**Problems to solve**
**A.** Can you reproduce the Gateway API passage word for word between "A service mesh" and "breakers, observability, policy.", inclusive?
**B.** Answer these questions from the Gateway API passage:
(i) Which resource does the app team own?
(ii) Which ingress controllers are named as supporting Gateway API?
(iii) How long a project does migrating an existing cluster from Ingress take?

Notice the split: the cluster operator owns Gateway (with the TLS cert and the listener), the app team owns HTTPRoute (with the routing rules) in their own namespace. The app team cannot accidentally break the TLS config; the cluster operator doesn’t have to coordinate on every new route.

The Gateway API is v1 stable as of 2023-2024 and is now the preferred model for new clusters. Most of the major ingress controllers (Envoy Gateway, Contour, ingress-nginx, Traefik) support it with varying maturity. Migration from Ingress is incremental — you can run both side by side during the transition.

graph TD
  ClusterOp[Cluster operator] -->|owns| GC[GatewayClass<br/>cluster-wide]
  ClusterOp -->|owns| GW[Gateway<br/>listeners + TLS]
  AppTeam[App team] -->|owns| HR[HTTPRoute<br/>path rules, namespace-scoped]
  GW -->|binds| HR
  HR -->|routes to| Svc[Service]
  style GW fill:var(--fig-accent-soft),stroke:var(--fig-accent)

Gateway API separates cluster-operator concerns (GatewayClass + Gateway with TLS) from app-team concerns (HTTPRoute with path rules) — an app team can add routes without touching the TLS configuration.

The features that Ingress never had and Gateway API has natively: header- and query-param-based routing, request and response header modification, URL rewrite and redirect rules, traffic splitting (for canary and blue/green), explicit gRPC route support, cross-namespace referencing via ReferenceGrant. All standardized, all portable across implementations.

For any new cluster, start with Gateway API. For existing clusters on Ingress, migration is a quarter-long project and worth doing on the next natural refresh.

112.5 Service meshes

A service mesh is the intra-cluster version of the ingress problem. Instead of “how does traffic enter the cluster,” it’s “how do services inside the cluster call each other.” The mesh inserts a proxy (a sidecar container, or in some meshes a node-level agent) between every service, and that proxy handles the complexity: mTLS, retries, timeouts, circuit breakers, observability, policy.

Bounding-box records
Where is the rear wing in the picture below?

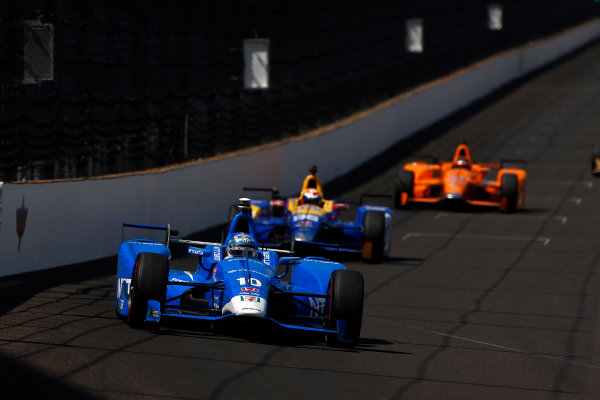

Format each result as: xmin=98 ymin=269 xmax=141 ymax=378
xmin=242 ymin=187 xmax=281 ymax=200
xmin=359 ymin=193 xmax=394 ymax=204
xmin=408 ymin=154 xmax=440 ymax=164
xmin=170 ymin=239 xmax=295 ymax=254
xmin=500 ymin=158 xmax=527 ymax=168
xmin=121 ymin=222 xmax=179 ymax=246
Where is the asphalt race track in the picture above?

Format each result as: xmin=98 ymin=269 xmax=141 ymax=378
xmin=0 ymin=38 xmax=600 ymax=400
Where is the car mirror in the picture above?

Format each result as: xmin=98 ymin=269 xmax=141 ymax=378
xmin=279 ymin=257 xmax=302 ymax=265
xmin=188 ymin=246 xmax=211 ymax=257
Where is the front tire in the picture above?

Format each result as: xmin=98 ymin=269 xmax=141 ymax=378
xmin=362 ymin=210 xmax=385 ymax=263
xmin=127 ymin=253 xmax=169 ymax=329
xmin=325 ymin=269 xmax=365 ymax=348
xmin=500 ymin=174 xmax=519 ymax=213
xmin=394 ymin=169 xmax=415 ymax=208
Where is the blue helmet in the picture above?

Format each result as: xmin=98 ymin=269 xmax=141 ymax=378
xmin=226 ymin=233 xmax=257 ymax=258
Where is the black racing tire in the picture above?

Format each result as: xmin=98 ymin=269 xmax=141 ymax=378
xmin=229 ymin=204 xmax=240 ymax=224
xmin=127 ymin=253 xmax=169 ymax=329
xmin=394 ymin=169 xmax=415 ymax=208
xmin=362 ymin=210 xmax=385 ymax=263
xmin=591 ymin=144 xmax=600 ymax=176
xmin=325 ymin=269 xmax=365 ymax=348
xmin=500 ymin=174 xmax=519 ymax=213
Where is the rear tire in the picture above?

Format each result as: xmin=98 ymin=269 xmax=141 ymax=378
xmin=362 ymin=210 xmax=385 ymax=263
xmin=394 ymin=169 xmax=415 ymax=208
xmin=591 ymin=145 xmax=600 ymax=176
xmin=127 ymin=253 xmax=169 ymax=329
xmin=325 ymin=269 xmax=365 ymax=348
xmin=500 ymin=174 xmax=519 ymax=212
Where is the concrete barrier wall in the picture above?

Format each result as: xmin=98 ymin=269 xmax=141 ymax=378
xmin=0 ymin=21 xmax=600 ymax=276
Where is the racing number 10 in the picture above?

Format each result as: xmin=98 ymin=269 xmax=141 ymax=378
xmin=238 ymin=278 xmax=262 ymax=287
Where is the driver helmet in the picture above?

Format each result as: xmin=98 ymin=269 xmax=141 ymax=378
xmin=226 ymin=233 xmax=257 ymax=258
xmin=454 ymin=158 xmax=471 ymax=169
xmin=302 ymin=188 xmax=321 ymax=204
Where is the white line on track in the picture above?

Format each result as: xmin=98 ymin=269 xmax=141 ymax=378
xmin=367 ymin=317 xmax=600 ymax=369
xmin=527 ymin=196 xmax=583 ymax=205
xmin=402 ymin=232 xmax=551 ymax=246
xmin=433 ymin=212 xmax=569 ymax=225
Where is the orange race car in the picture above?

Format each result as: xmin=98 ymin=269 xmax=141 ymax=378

**Answers in order**
**A.**
A service mesh is the intra-cluster version of the ingress problem. Instead of “how does traffic enter the cluster,” it’s “how do services inside the cluster call each other.” The mesh inserts a proxy (a sidecar container, or in some meshes a node-level agent) between every service, and that proxy handles the complexity: mTLS, retries, timeouts, circuit breakers, observability, policy.

**B.**
(i) HTTPRoute, which holds the routing rules and sits in the app team's own namespace.
(ii) Envoy Gateway, Contour, ingress-nginx and Traefik.
(iii) A quarter-long project.